**Exercise directions**
Transcribe the records below in full; pictures stay out of the copy.

**Record extracts**

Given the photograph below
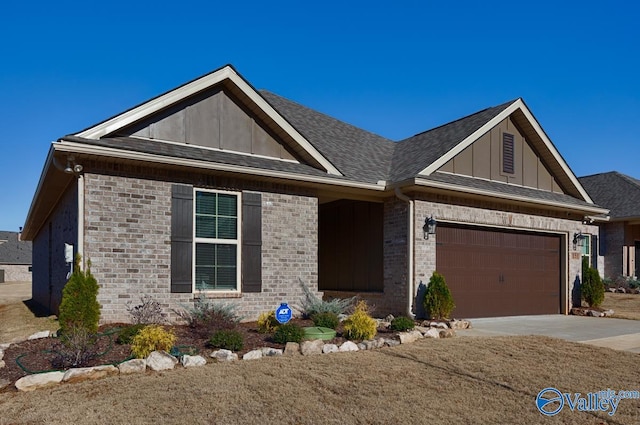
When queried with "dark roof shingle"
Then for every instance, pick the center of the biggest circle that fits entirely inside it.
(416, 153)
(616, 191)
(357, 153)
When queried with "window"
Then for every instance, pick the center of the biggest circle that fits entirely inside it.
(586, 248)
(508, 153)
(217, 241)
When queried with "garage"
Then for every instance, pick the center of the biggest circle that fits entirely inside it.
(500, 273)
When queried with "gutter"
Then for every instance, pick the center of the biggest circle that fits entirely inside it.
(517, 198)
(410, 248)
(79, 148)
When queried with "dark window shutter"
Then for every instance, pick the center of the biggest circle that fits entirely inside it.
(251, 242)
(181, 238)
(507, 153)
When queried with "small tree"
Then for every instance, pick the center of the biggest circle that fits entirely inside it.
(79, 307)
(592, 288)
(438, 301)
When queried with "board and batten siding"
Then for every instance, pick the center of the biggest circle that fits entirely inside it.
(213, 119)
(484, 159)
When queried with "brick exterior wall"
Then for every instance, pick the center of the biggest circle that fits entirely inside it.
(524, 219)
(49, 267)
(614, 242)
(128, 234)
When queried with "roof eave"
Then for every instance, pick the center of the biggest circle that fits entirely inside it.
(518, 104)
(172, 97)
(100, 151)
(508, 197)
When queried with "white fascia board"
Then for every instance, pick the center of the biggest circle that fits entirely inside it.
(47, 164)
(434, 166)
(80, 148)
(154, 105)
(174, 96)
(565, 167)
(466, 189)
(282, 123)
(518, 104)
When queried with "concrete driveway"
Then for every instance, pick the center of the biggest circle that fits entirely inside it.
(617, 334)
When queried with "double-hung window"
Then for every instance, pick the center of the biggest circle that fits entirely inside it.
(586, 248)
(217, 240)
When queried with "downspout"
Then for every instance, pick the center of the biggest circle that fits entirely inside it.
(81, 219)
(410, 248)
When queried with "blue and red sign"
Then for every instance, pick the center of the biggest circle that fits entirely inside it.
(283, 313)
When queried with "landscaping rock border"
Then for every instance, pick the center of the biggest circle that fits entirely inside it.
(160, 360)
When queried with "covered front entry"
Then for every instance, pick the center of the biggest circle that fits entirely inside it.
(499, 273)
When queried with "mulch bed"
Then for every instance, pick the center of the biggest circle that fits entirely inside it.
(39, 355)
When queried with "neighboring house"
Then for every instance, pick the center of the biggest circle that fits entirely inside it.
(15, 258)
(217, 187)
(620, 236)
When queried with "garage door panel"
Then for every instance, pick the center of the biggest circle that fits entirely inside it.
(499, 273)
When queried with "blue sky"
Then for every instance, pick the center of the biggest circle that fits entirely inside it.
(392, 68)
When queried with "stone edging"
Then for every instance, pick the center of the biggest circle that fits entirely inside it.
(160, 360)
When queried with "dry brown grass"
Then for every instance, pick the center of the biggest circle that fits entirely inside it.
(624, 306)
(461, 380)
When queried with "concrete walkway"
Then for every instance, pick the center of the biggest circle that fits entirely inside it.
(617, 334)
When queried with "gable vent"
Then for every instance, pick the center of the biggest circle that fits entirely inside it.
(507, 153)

**Exercise response**
Given the photograph below
When queried with "dark roof shingle"
Then for every instance, pick the center of the biggest circle that fits entirely inside it.
(416, 153)
(616, 191)
(357, 153)
When queried with "window"
Then for every instance, pick the center of the biggest circle that fits entirely inside it.
(586, 248)
(508, 153)
(217, 241)
When queried with "garage"
Then for every instance, pick the center of the biggest circle that fits entirely inside it.
(500, 273)
When queried with "gutter"
Then for every instance, pick the center of the biggest circle that fits entirely inside it.
(517, 198)
(410, 248)
(79, 148)
When queried with "dark window shutter"
Then for every instance, pick the center of the biggest circle that fits entirely inside it.
(251, 242)
(181, 238)
(507, 153)
When queried with "small tree"
Then for every instance, pick the center of the biggest circle that fits entirely inside it.
(79, 307)
(592, 288)
(438, 301)
When queried with "board and batten siding"
Then for every instance, pick the center of the biggest circle that fits entirely inside it.
(213, 119)
(484, 159)
When queried with "brick exterior wall"
Then for every instance, pick the center of the biggest circle that fits entirely inside it.
(524, 219)
(49, 267)
(614, 242)
(128, 234)
When queried with "roof eave"
Then for every instance, pick the center of the biggest circle that fits entirely inside it.
(518, 104)
(172, 97)
(100, 151)
(508, 197)
When queried with "white fascia board"
Then for every instance, pick the center of the biggest circle that fits entirely inside it.
(47, 164)
(434, 166)
(80, 148)
(154, 105)
(174, 96)
(565, 167)
(466, 189)
(282, 123)
(518, 104)
When queried with "concrete driveway"
Then for every instance, pick the center of the biggest circle that fits entirely inside it.
(617, 334)
When queried with "double-hung window"
Then for every instance, pick the center of the biggest circle that fits entirely inside it.
(586, 248)
(217, 240)
When queried with "downspout"
Then for every instance, pick the center of the biggest circle that fits entirely inside it.
(81, 219)
(410, 248)
When queried with "blue and red sign"
Then for every instance, pick the center of the biggest circle that fits entirely inside it.
(283, 313)
When queried with "landscaping rock border"
Then for every instance, pick the center of the biggest circle that fits entirely inside it.
(160, 360)
When queried with "covered front entry"
Then for every instance, pick the center of the biggest circle that fits entirely inside it.
(499, 273)
When queried with "mulch bed"
Then for every instance, pick the center of the biggest circle that fits entirely inside it.
(39, 355)
When queried with "neighboring house"
Then for every instance, pick the center of the biggest circle that fits entirely inside it.
(15, 258)
(217, 187)
(620, 236)
When queried with "garage door panel"
Then for every instance, pick the center of the biggest circle that fits entirely inside it.
(499, 273)
When queried with "blue sky"
Then for every instance, pick the center of the biggest circle that fits entirely inside it.
(392, 68)
When queried with "stone edging"
Then for every instance, pick the center of the biggest circle that fits entirely inside it.
(160, 360)
When queried with "dry brown grass"
Then for every instance, pick the center of the biggest circle that fits entirely inside it.
(624, 306)
(461, 380)
When queried with "concrete walkway"
Then for every instance, pick the center of the biggest circle that fits entirely inside it.
(617, 334)
When queried with "gable vent"
Then for every instance, pick the center of the biggest circle that fits entirely inside it.
(507, 153)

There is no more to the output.